Task statement:
Starting at the first line of the entries below, output every line exactly, up to and including the line with "for: brown leaf".

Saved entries
────────────────────

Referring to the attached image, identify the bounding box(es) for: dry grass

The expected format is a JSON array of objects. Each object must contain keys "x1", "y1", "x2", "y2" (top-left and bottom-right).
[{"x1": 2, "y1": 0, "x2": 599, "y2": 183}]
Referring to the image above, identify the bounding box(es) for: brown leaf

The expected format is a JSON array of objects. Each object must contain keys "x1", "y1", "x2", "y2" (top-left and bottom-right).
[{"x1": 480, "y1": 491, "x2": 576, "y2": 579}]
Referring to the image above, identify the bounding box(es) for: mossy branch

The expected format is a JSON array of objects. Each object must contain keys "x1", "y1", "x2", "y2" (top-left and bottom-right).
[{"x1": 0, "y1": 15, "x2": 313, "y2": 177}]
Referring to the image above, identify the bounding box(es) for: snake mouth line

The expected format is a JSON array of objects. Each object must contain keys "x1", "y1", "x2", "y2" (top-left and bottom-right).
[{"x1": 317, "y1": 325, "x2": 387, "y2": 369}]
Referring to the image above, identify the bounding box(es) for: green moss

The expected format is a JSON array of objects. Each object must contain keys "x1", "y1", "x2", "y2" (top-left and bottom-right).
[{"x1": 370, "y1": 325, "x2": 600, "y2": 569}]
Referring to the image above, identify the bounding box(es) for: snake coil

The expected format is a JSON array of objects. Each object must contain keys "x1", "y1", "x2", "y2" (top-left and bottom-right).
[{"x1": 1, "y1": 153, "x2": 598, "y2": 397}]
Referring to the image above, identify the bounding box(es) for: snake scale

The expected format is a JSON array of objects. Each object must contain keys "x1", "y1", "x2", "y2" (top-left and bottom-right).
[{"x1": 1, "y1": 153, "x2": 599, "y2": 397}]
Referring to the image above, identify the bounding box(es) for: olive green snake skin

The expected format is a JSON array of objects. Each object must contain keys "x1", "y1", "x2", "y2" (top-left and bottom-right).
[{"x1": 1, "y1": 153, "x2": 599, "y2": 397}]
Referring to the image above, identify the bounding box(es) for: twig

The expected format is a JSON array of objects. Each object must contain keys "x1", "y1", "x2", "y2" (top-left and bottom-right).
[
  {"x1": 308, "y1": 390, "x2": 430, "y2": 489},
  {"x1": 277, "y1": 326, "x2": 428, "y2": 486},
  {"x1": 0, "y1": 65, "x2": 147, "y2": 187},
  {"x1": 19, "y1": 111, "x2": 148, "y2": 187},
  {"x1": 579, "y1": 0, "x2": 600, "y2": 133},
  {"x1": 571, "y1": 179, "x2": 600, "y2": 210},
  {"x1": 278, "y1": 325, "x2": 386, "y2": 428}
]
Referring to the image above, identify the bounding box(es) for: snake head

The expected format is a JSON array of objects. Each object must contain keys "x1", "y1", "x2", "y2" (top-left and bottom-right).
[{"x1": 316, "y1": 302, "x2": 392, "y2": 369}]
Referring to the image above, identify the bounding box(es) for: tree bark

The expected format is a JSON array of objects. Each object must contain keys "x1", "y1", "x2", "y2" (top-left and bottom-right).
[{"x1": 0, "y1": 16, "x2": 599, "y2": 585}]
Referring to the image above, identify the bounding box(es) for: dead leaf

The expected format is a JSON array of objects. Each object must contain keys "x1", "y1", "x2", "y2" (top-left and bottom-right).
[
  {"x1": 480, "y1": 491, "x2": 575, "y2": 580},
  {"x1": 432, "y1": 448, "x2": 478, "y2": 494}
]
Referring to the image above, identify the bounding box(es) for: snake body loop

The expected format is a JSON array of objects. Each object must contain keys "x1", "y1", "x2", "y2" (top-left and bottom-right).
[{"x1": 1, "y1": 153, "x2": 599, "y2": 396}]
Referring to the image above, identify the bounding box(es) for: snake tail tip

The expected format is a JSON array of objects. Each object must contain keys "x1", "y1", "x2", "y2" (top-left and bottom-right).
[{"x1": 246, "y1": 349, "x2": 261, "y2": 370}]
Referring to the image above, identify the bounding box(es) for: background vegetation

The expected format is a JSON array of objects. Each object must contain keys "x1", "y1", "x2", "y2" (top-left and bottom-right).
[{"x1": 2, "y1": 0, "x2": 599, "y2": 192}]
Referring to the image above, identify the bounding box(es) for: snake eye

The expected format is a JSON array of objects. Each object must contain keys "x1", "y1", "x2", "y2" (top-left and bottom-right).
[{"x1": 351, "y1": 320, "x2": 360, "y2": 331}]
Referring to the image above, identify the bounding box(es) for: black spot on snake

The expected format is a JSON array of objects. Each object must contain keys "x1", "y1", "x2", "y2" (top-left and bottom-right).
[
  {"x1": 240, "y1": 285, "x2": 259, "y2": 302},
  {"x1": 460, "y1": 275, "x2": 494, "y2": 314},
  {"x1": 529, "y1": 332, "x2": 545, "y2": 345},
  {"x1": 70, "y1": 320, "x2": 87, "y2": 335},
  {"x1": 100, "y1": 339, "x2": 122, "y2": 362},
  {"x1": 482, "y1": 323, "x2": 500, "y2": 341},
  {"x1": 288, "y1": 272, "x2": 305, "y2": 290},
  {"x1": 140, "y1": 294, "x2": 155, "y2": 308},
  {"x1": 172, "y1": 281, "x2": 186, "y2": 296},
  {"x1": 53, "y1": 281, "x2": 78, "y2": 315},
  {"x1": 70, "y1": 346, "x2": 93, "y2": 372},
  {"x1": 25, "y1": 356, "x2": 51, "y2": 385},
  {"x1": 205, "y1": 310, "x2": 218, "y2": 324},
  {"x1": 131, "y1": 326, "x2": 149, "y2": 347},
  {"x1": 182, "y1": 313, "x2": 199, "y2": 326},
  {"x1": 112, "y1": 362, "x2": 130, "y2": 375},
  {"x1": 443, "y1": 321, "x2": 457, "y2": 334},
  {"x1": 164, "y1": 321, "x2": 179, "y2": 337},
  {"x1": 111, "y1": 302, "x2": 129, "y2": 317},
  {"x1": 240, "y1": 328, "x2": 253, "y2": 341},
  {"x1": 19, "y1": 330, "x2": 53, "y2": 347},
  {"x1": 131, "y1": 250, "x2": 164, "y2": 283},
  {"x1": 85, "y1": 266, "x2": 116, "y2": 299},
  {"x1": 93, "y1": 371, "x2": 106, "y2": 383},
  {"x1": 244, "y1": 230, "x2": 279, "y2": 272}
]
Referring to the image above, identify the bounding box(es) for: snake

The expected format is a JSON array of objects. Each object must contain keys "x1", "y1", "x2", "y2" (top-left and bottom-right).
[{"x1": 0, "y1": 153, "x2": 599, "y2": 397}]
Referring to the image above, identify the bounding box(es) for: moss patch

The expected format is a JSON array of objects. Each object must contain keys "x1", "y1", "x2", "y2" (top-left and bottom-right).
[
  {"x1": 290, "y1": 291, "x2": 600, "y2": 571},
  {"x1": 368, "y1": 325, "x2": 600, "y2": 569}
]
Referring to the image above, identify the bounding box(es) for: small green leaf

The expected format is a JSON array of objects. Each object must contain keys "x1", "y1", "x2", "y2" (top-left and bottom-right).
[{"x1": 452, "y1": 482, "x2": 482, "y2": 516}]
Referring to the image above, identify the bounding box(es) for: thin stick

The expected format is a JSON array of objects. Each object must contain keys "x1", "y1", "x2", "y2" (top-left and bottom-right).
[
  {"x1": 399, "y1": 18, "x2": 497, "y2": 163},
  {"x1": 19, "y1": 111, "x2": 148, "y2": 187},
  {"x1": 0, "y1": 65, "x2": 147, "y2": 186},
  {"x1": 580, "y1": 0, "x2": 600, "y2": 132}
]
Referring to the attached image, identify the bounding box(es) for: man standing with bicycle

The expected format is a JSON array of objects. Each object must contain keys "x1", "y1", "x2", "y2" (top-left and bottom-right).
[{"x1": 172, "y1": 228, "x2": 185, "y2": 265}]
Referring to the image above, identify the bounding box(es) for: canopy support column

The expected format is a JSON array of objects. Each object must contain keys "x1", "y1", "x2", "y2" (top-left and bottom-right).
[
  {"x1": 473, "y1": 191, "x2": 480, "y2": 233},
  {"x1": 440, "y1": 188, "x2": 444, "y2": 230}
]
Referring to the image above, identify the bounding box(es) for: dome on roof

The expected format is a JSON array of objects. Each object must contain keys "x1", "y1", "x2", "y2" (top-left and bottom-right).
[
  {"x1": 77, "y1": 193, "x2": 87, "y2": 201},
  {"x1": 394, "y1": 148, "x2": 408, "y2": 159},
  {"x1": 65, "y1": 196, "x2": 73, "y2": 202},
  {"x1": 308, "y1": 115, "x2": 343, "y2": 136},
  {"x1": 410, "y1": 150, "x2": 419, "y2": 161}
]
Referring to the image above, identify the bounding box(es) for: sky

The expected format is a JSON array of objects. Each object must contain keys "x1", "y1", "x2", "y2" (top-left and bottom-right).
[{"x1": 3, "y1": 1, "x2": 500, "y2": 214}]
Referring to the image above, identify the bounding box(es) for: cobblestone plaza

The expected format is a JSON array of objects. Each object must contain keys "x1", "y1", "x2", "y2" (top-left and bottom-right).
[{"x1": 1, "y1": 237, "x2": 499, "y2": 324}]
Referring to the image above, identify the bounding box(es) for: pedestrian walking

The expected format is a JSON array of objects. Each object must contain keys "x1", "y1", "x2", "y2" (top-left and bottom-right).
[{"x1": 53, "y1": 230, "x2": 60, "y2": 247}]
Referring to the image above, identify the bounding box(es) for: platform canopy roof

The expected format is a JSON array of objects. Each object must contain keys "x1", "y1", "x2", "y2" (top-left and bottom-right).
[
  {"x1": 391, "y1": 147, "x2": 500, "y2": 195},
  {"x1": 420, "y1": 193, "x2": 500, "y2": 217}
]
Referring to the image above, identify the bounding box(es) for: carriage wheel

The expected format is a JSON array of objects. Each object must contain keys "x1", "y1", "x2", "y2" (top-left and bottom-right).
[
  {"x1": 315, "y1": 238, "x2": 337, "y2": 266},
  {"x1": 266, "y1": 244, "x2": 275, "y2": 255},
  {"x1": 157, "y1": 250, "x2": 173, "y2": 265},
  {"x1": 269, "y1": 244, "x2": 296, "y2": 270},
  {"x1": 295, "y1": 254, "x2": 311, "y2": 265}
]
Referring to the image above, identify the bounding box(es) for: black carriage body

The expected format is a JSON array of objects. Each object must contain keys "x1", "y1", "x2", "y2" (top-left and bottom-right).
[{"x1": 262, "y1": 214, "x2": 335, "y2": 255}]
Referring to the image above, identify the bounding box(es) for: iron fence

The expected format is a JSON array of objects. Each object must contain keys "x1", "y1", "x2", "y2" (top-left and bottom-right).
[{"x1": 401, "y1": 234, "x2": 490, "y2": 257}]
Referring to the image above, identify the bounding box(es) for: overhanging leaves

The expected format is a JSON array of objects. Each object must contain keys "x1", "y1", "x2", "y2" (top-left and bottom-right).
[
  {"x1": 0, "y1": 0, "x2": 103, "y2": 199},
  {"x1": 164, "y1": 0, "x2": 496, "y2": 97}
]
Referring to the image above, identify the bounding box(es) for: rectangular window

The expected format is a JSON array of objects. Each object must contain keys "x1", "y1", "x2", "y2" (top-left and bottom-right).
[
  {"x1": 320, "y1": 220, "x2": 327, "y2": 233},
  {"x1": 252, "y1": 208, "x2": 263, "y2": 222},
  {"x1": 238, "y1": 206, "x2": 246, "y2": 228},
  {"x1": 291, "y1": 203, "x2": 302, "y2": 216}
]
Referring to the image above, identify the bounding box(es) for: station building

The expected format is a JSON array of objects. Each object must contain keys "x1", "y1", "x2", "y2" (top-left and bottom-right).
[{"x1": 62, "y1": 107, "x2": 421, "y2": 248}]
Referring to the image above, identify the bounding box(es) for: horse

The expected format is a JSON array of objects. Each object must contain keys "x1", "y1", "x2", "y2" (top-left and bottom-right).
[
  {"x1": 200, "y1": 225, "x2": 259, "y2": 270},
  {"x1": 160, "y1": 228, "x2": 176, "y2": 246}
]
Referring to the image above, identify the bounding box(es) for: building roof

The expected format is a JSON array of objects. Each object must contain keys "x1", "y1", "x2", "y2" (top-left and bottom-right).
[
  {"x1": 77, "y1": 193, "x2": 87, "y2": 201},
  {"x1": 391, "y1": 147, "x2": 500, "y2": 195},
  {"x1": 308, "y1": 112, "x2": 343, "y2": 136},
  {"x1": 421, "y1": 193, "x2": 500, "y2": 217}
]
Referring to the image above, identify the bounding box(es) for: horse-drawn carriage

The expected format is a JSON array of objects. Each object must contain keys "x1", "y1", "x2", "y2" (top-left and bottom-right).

────────────────────

Answer space:
Referring to the attached image, identify the bounding box(es) for: dry grass

The expected format is a JSON array of objects. Each object must contain keys "x1", "y1", "x2", "y2" (top-left and bottom-right).
[{"x1": 2, "y1": 0, "x2": 599, "y2": 183}]
Referring to the image above, identify the bounding box(es) for: brown leaf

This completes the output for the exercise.